Tarea pendiente: ¿Qué filas contienen la palabra "correct"? Localízalas y cópialas completas.

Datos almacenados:
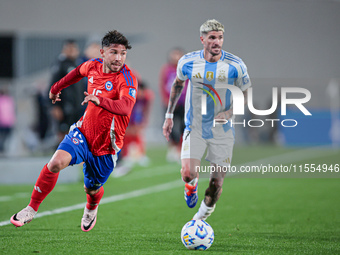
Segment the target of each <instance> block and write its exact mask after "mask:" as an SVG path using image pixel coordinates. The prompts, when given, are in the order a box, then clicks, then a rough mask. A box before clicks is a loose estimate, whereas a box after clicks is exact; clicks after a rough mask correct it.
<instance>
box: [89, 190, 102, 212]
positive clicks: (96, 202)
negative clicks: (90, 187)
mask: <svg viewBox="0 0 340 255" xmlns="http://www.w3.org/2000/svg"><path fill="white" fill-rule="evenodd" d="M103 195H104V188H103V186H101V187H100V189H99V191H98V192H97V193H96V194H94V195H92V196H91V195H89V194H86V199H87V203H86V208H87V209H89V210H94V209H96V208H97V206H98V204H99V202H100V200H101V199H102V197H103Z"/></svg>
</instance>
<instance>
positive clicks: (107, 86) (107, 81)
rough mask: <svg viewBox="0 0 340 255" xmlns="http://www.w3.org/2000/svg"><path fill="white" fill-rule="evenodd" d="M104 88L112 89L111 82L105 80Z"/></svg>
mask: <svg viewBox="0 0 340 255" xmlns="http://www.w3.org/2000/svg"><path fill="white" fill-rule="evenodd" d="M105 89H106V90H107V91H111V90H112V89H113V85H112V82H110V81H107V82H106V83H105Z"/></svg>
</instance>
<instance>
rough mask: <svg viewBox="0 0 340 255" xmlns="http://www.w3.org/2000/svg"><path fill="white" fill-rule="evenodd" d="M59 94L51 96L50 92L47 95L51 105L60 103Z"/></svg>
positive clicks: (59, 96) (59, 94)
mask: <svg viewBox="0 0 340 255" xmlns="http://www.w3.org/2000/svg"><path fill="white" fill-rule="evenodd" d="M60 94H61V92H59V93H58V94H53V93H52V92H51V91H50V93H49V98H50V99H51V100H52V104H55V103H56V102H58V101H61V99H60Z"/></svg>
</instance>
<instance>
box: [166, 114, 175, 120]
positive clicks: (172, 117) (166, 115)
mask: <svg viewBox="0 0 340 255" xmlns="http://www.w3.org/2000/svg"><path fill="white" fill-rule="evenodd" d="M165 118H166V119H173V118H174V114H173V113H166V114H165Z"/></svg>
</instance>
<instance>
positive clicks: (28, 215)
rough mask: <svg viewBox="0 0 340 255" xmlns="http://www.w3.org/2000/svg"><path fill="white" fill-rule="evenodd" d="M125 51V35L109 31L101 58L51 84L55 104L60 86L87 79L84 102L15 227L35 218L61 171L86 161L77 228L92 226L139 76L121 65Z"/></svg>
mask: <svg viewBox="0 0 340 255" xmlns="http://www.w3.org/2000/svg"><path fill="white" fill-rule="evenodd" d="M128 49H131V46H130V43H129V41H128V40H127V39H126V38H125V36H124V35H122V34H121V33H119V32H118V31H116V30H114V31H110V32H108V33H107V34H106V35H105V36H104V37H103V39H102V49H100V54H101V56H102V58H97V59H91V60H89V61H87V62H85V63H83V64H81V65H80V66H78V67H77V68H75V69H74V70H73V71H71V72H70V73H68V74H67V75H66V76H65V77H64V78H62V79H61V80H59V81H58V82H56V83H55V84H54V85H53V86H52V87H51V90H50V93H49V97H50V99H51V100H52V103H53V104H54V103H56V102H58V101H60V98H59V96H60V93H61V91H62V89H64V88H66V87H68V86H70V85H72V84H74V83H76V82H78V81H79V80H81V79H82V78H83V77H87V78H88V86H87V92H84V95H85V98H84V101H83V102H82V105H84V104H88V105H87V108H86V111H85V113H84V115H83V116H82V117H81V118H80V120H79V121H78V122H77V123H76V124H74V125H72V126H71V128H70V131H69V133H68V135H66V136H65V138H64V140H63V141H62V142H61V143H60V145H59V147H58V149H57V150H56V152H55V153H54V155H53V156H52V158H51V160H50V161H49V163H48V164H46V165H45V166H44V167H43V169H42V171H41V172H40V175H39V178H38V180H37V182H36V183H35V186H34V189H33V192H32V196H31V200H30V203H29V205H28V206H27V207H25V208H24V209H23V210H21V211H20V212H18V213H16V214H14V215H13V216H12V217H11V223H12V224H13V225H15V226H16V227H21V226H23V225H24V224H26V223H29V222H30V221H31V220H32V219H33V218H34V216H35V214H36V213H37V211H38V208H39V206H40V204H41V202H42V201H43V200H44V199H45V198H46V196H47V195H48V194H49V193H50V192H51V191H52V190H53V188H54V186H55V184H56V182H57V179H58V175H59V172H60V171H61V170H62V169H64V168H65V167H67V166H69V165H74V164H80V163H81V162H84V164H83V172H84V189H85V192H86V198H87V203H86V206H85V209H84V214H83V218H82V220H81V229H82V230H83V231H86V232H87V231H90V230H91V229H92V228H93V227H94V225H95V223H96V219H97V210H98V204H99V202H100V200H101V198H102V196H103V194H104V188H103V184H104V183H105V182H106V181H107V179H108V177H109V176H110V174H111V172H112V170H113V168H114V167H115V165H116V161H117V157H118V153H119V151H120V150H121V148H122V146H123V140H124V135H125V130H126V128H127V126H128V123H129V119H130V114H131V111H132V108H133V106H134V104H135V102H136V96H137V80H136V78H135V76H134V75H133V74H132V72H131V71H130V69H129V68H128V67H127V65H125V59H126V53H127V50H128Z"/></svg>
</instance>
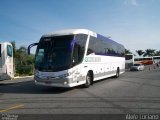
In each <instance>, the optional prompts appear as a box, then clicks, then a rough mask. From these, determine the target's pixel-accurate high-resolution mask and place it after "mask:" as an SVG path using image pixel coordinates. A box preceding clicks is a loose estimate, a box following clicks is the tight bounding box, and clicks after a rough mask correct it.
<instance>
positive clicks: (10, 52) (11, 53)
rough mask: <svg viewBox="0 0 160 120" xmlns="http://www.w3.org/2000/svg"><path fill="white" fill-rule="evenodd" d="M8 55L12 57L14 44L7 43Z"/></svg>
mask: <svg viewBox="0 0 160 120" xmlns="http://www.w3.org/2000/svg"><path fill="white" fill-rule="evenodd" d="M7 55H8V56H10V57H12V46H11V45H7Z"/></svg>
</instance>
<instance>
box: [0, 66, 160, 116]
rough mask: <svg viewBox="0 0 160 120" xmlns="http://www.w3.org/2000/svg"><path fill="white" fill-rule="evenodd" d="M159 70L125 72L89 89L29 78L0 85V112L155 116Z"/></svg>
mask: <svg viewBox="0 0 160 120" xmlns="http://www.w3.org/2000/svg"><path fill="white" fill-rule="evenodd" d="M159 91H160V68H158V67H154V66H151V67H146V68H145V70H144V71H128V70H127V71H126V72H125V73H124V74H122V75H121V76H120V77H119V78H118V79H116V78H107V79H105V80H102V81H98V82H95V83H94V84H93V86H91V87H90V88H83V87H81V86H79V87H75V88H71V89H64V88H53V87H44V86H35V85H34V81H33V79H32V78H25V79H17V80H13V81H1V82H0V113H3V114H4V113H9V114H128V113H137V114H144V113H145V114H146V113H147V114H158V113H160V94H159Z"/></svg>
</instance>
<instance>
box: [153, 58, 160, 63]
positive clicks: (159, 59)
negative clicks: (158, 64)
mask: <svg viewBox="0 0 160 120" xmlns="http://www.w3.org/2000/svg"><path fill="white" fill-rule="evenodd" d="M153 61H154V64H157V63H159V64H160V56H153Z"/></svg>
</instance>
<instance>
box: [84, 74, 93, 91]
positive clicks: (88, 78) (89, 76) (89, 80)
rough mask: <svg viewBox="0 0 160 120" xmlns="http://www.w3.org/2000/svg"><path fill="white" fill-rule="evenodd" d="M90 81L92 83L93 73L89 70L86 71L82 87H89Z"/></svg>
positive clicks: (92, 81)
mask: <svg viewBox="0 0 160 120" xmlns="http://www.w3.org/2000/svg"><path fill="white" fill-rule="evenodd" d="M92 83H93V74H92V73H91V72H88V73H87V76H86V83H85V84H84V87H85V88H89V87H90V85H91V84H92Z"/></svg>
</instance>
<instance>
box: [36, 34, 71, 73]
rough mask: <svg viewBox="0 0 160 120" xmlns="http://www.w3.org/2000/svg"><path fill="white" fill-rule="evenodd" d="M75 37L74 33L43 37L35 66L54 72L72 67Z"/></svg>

Resultado a continuación:
Segment the target of each <instance> block and write its exact mask after "mask:" as an SVG path using image pixel coordinates. The prompts, when given, are in the order a box, then clicks, then a rough mask. A box before clicks is a loose estimate, whereas a box after clicks is exact; clicks after a rough mask correct it.
In each <instance>, the optional prompts appear as a box, then clicks, then a rough mask. From these, determine the target's pixel-accurate high-resolution mask and place it after "mask:" as an SVG path using image pixel coordinates. A box preceding clicks is a loose estimate, a box following clicks is the tight bounding box, and clicks after a rough mask correct it.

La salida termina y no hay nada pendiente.